Literature DB >> 35552742

Real-Time and Remote MCMC Trace Inspection with Beastiary.

Wytamma Wirth1, Sebastian Duchene1.   

Abstract

Bayesian phylogenetics has gained substantial popularity in the last decade, with most implementations relying on Markov chain Monte Carlo (MCMC). The computational demands of MCMC mean that remote servers are increasingly used. We present Beastiary, a package for real-time and remote inspection of log files generated by MCMC analyses. Beastiary is an easily deployed web-app that can be used to summarize and visualize the output of many popular software packages including BEAST, BEAST2, RevBayes, and MrBayes via a web browser. We describe the design and implementation of Beastiary and some typical use-cases, with a focus on real-time remote monitoring.
© The Author(s) 2022. Published by Oxford University Press on behalf of Society for Molecular Biology and Evolution.
+-------+
▶ **Activities**
A - Answer these questions from the Beastiary abstract:
(i) What do most implementations of Bayesian phylogenetics rely on?
(ii) Which software packages are named as ones whose output Beastiary can summarize and visualize?
(iii) Who published the article, and on whose behalf?
B - Print the stretch of the Beastiary abstract that begins with the words containing "Bayesian phylogenetics has" and ends with "Biology and Evolution.".
Nothing in the items is needed here.

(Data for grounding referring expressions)
+-------+
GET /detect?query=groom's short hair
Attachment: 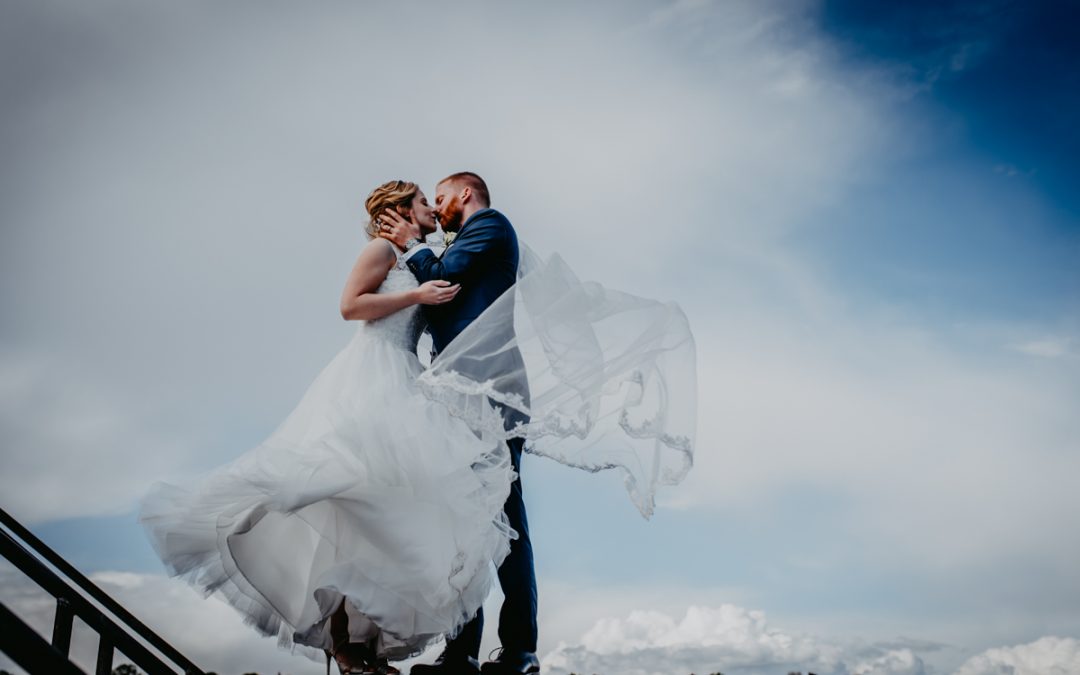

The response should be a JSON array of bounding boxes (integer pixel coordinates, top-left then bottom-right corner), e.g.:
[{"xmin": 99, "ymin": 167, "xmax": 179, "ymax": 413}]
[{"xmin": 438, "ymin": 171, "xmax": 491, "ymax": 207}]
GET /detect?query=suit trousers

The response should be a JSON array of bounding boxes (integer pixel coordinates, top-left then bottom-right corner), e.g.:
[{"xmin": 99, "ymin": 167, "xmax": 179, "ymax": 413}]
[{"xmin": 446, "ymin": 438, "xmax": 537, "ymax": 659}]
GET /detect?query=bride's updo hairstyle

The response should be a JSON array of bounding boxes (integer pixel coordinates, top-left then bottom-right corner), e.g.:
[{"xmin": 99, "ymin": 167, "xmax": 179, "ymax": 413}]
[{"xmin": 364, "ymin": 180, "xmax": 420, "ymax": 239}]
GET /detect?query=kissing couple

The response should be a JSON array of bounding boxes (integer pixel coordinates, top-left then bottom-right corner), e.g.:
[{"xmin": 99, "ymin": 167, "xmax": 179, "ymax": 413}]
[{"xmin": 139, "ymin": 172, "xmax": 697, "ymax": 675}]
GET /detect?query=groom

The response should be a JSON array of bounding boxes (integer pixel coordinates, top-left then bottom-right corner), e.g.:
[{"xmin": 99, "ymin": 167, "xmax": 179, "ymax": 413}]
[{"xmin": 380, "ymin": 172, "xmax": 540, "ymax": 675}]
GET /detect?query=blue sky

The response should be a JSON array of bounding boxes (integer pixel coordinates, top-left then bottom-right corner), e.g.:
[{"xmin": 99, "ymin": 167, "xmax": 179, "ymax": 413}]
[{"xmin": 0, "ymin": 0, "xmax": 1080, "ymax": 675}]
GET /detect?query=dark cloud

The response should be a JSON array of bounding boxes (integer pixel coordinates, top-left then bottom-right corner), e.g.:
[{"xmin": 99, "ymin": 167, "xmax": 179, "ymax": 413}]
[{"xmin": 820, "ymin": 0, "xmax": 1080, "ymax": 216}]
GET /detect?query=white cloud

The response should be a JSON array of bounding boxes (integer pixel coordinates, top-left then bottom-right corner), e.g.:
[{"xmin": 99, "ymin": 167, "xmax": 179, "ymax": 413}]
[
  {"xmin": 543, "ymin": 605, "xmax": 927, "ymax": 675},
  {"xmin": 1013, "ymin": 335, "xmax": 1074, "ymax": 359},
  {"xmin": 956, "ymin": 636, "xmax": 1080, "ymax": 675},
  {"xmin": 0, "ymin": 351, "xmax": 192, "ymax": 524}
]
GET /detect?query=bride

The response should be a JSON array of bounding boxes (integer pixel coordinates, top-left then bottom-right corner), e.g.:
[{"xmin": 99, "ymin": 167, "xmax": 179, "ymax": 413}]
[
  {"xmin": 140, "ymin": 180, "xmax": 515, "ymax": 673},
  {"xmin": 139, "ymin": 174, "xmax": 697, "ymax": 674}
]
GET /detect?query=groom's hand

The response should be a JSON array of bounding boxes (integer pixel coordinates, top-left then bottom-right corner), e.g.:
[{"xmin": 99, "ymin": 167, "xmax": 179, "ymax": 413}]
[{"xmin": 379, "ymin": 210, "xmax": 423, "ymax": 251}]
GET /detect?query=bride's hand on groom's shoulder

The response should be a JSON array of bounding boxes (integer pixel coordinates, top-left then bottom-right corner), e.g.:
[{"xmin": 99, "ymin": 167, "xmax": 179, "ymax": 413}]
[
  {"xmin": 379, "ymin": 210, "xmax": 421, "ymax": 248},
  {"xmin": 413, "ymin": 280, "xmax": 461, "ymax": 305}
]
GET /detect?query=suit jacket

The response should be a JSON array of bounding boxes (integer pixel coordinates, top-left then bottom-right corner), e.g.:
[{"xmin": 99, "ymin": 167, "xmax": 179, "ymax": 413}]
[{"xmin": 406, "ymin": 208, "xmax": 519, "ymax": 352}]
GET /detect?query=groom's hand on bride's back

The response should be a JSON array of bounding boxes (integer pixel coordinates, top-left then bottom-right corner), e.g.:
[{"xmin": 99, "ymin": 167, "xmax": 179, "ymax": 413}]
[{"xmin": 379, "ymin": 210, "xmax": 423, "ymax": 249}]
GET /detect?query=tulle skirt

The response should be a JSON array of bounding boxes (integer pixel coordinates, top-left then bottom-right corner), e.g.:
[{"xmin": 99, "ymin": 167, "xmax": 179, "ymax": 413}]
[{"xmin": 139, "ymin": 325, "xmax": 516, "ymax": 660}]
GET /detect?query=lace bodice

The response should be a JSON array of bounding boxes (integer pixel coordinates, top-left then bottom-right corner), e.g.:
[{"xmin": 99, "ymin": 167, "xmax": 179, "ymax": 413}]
+-------+
▶ **Responses for each task**
A -
(i) Markov chain Monte Carlo (MCMC).
(ii) BEAST, BEAST2, RevBayes, and MrBayes.
(iii) Oxford University Press, on behalf of the Society for Molecular Biology and Evolution.

B -
Bayesian phylogenetics has gained substantial popularity in the last decade, with most implementations relying on Markov chain Monte Carlo (MCMC). The computational demands of MCMC mean that remote servers are increasingly used. We present Beastiary, a package for real-time and remote inspection of log files generated by MCMC analyses. Beastiary is an easily deployed web-app that can be used to summarize and visualize the output of many popular software packages including BEAST, BEAST2, RevBayes, and MrBayes via a web browser. We describe the design and implementation of Beastiary and some typical use-cases, with a focus on real-time remote monitoring.
© The Author(s) 2022. Published by Oxford University Press on behalf of Society for Molecular Biology and Evolution.